### [Problem to solve]
Give the lines from the first one through the line with "pixel 310 268" as a JSON list of strings, one string per line, with blank lines left out.

### [Given entries]
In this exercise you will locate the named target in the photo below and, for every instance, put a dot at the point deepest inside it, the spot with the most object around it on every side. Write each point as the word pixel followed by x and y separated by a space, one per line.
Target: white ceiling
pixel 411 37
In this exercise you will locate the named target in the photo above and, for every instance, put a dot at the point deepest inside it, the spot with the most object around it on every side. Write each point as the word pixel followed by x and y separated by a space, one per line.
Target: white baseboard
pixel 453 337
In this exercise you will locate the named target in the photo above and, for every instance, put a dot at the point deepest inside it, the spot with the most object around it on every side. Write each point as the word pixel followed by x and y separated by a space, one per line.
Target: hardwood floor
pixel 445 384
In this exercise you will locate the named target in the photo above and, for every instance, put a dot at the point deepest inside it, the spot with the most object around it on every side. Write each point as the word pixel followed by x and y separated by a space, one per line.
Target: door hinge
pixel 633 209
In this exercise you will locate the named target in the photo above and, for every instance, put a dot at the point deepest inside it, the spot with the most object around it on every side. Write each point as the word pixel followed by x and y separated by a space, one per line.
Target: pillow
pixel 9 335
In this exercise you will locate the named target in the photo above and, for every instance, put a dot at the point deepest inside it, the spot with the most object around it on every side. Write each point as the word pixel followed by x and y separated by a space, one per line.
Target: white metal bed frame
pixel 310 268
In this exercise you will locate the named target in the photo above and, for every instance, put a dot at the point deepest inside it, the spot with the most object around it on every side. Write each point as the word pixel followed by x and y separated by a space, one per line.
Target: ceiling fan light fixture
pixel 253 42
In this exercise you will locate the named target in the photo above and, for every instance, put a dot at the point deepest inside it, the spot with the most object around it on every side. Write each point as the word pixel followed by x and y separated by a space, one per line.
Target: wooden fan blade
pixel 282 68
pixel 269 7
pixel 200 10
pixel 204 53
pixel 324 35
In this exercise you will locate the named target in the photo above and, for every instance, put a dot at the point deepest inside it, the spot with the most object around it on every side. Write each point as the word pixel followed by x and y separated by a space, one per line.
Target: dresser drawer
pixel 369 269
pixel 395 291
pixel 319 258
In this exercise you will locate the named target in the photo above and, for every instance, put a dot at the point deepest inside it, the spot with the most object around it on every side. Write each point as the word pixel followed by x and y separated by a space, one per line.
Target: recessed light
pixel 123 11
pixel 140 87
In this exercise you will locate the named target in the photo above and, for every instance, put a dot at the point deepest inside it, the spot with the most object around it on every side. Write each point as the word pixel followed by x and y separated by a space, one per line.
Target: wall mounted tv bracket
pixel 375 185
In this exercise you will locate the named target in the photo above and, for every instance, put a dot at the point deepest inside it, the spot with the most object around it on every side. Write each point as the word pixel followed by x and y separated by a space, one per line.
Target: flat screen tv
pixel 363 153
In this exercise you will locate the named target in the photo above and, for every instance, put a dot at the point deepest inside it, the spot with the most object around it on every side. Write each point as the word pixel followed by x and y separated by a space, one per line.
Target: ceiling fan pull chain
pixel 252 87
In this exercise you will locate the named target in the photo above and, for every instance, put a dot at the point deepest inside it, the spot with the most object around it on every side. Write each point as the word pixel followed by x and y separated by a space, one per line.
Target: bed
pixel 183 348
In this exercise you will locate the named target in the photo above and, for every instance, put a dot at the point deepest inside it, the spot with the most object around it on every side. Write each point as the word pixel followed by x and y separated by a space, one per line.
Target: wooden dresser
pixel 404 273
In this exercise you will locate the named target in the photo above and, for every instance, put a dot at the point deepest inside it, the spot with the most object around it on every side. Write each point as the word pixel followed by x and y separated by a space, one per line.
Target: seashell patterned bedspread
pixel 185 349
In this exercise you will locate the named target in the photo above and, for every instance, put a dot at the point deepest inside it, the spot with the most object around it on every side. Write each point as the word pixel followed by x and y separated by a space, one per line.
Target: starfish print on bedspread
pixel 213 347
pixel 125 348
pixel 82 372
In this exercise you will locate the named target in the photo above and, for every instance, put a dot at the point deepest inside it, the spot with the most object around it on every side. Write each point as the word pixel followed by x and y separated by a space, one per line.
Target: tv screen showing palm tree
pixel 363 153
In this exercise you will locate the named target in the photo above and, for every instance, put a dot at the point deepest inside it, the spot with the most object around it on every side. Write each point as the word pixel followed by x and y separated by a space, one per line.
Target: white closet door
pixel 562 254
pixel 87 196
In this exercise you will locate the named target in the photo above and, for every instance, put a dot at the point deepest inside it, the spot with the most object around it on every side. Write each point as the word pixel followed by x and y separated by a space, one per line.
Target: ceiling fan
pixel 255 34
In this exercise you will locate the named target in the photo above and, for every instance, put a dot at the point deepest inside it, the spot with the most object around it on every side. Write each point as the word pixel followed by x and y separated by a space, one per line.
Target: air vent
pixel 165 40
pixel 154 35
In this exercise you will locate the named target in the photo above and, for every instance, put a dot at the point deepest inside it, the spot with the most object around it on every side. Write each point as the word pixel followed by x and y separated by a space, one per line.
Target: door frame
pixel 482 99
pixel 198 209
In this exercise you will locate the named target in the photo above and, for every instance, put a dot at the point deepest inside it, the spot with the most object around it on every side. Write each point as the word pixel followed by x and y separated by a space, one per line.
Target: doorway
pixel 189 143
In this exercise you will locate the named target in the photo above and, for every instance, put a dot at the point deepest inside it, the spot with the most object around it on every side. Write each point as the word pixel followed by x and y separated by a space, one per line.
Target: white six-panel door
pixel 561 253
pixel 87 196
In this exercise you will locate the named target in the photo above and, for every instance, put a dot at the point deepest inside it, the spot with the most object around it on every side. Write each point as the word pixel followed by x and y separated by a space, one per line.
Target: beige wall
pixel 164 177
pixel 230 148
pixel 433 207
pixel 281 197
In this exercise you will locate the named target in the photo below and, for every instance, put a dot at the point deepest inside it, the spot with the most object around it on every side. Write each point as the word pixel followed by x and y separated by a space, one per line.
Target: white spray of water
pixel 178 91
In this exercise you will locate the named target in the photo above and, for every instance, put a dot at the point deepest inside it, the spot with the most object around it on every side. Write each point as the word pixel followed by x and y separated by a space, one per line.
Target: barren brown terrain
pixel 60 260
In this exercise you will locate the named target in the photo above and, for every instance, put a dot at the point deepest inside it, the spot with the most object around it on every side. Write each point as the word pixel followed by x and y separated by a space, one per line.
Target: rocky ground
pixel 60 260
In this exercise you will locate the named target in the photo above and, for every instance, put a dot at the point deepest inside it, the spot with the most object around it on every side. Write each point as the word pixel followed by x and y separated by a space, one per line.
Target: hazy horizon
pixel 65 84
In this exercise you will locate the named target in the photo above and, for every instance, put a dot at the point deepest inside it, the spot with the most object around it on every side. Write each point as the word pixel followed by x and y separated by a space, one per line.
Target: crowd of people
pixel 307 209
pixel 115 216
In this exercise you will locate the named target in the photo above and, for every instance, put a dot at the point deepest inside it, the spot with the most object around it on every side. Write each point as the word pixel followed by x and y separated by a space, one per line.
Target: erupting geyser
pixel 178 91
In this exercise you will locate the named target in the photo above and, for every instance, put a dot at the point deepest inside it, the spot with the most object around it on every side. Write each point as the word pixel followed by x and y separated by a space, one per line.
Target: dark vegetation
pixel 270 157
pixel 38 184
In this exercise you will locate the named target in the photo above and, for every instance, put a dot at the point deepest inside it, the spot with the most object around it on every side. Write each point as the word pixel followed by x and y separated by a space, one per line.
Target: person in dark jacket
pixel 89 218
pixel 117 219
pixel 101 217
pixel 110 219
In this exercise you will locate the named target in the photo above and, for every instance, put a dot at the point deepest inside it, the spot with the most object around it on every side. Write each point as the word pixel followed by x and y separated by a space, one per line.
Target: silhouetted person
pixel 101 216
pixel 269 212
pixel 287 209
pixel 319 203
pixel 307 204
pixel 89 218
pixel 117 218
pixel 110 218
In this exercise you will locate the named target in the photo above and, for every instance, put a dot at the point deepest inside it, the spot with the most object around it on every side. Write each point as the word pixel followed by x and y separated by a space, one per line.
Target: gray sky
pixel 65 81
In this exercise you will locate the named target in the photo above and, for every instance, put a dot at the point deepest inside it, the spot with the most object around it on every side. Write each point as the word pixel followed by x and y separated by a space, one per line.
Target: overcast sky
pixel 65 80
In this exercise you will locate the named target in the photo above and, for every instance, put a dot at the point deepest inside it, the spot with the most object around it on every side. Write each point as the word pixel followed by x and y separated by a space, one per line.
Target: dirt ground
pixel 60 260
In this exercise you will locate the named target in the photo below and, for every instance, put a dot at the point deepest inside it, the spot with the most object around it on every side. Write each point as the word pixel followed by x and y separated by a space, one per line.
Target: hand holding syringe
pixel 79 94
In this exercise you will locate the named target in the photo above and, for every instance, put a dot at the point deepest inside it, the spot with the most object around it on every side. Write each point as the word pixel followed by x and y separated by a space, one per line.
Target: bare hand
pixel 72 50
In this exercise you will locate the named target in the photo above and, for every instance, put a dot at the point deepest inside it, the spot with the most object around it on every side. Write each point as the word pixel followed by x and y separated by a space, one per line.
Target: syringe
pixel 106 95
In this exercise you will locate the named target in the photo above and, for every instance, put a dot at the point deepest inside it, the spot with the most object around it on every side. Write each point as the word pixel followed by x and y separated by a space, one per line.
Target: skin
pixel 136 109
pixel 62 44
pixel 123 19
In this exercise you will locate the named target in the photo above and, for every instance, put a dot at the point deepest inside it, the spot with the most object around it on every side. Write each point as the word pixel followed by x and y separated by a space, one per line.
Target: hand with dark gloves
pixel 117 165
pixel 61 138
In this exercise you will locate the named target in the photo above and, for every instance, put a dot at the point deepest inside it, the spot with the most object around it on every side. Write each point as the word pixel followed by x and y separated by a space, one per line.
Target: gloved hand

### [The response]
[
  "In this exercise you will locate the named target in the photo below and, for every instance, put a dot at the point deepest inside it, the spot with the most object around it on every side. Write each point as the word pixel followed by x and y separated by a space, one per line.",
  "Target: white ceiling",
  "pixel 411 37",
  "In this exercise you will locate the named target in the photo above and, for every instance, put a dot at the point deepest inside it, the spot with the most object around it on every side. Write each point as the word pixel followed by x and y separated by a space, one per line.",
  "Target: white baseboard",
  "pixel 453 337",
  "In this exercise you will locate the named target in the photo above and, for every instance, put a dot at the point deepest inside it, the spot with the most object around it on every side. Write each point as the word pixel followed by x and y separated by a space, one per line.",
  "Target: hardwood floor",
  "pixel 445 384",
  "In this exercise you will locate the named target in the photo above and, for every instance, put a dot at the point deepest inside it, the spot with the most object around it on every side. Write each point as the word pixel followed by x and y separated by a space, one per line.",
  "Target: door hinge",
  "pixel 633 209",
  "In this exercise you will locate the named target in the photo above and, for every instance, put a dot at the point deepest inside it, the spot with the most object around it on every side. Write each point as the word pixel followed by x and y separated by a space, one per line.",
  "Target: pillow",
  "pixel 9 335",
  "In this exercise you will locate the named target in the photo above and, for every instance, put a dot at the point deepest inside it, the spot with the most object around it on every side. Write each point as the word pixel followed by x and y separated by a space, one per line.",
  "Target: white metal bed frame",
  "pixel 310 268"
]